___ 기록 모음

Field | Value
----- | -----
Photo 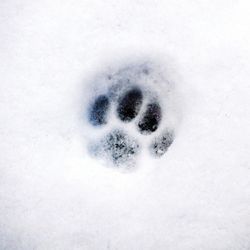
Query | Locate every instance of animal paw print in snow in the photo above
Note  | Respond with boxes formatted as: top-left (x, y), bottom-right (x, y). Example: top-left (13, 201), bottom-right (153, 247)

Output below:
top-left (87, 64), bottom-right (174, 167)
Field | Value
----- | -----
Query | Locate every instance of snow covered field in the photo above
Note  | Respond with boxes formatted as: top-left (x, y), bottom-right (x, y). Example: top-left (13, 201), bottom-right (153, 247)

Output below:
top-left (0, 0), bottom-right (250, 250)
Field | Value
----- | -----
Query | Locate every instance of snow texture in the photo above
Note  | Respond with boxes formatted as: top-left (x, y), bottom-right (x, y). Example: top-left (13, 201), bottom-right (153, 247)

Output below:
top-left (0, 0), bottom-right (250, 250)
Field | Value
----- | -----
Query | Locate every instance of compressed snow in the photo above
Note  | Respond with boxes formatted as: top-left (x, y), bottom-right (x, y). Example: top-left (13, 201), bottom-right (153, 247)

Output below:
top-left (0, 0), bottom-right (250, 250)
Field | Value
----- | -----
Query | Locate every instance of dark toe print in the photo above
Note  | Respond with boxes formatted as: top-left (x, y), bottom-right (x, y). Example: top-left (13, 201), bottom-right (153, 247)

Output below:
top-left (117, 88), bottom-right (143, 122)
top-left (102, 130), bottom-right (139, 165)
top-left (86, 65), bottom-right (175, 166)
top-left (138, 103), bottom-right (161, 134)
top-left (89, 95), bottom-right (110, 126)
top-left (150, 132), bottom-right (174, 157)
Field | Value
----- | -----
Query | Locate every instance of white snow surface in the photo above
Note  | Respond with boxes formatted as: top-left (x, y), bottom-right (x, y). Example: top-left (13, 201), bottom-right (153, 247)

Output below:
top-left (0, 0), bottom-right (250, 250)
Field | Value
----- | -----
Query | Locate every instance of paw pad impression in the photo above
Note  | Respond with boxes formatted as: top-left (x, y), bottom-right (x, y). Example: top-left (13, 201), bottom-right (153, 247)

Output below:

______

> _과제_
위 목록에서 "Locate"라는 단어가 들어 있는 줄이 몇 개인지 숫자로만 답하세요.

> _정답_
7